===== Text shown

Another sad time out. Fairwell Steven Campbell


My cousin Allen and I went to an exhibition of Steven's work at the Old Quad in Edinburgh many years ago. There was a small painting there of a bat-like creature, painted on a piece of brown corrugated cardboard that had been roughly torn into a rectangular shape (I've since seen a larger painting, so it could have been a small rough or study). It was a painting for an album and I'm sure it was a U2 album cover, but it seems too gothic for them so perhaps my memory is playing tricks. At any rate, it made an impression on me and it was very affordable so my cousin and I discussed buying it, by the time we enquired about it though, a red dot had appeared on the thing.

I must confess, I liked Steven Campbell's work the moment I saw it because it seemed like cartoon art to me. It seemed, in fact, like a whole comic crammed into one huge page, full of religiosity and sacred symbols and lust and intrigue; the embodiment of the sacred and the profane; all that art is supposed to be. It was a great exhibition and I came away an even bigger fan than I was when I entered the exhibition space.

Years later, I was standing in Stirling train station one day, looking across the platforms, when an orange-haired man, with a goatee beard, in a very dapper green-checked suit, Edwardian looking, caught my eye. He looked like some kind of Autumnal Sprite, all green and brown and orange, made all the more unreal by the grey backdrop. I knew it was Steven Campbell and that appealed to the snob in me. By the time I got over to where he had been he was gone.

Now he has gone for good. At the ridiculously young age of 53, Steven Campbell died of peritonitis, or at least of Septicemea as a result of that condition. He died, in hospital, of the very illness my eldest daughter recovered from last year, a ruptured appendix (there's a post on this very blog). It seems such a ridiculous thing, and such a stupid pointless waste. Somethings are bewildering.

==========
===== Available data

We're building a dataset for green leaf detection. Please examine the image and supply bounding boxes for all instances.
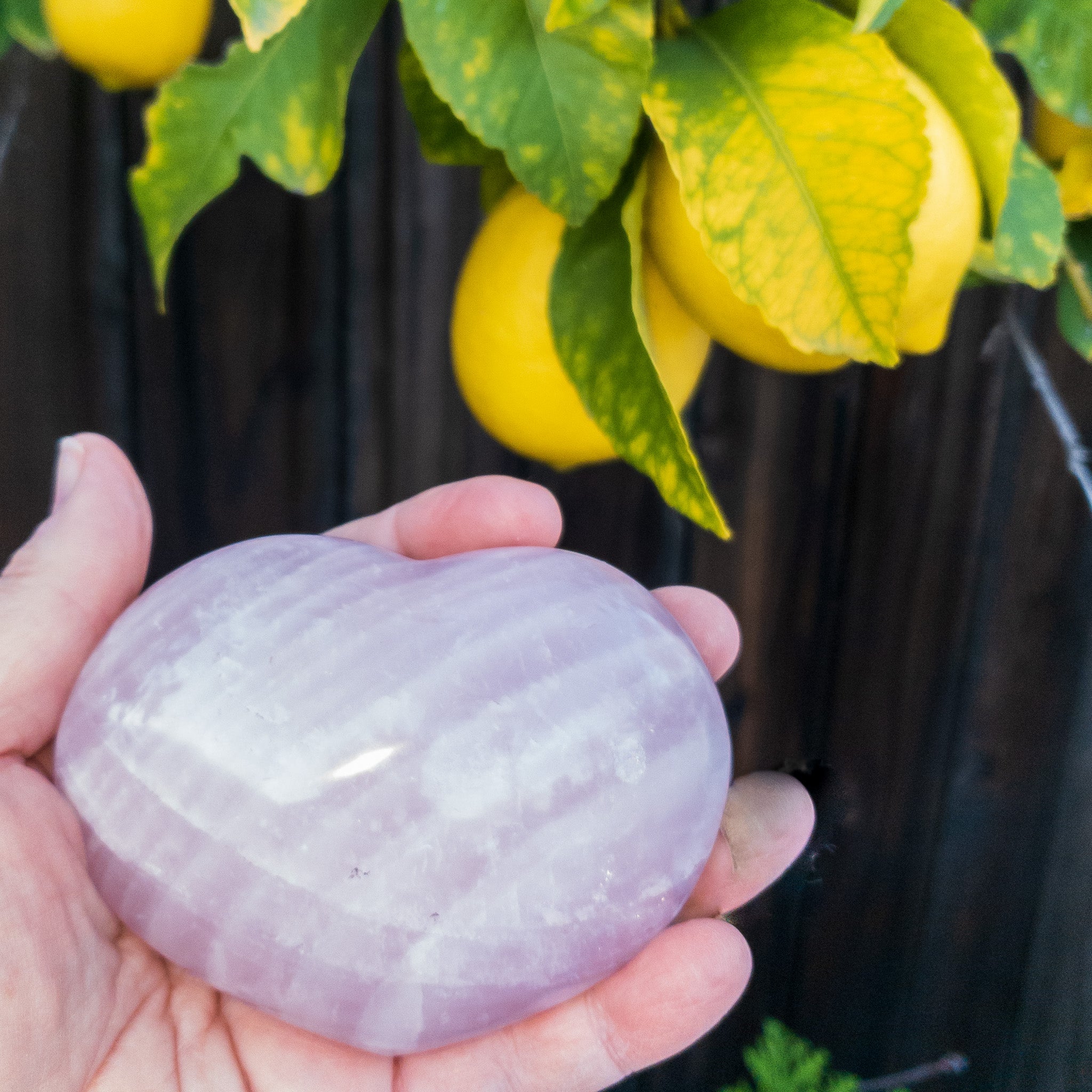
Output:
[230,0,307,52]
[478,152,518,214]
[131,0,384,303]
[884,0,1020,235]
[853,0,904,34]
[744,1020,858,1092]
[399,39,516,213]
[1056,220,1092,362]
[645,0,929,365]
[399,41,497,167]
[1055,271,1092,362]
[549,156,729,539]
[402,0,652,224]
[2,0,57,58]
[971,141,1066,288]
[971,0,1092,126]
[546,0,609,34]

==========

The problem -
Answer these questions about the post on Steven Campbell:
1. Where was the exhibition of Steven Campbell's work that the writer attended with a cousin?
2. In which train station did the writer see Steven Campbell?
3. At what age did Steven Campbell die?

Reply to the task -
1. At the Old Quad in Edinburgh.
2. In Stirling train station.
3. At 53.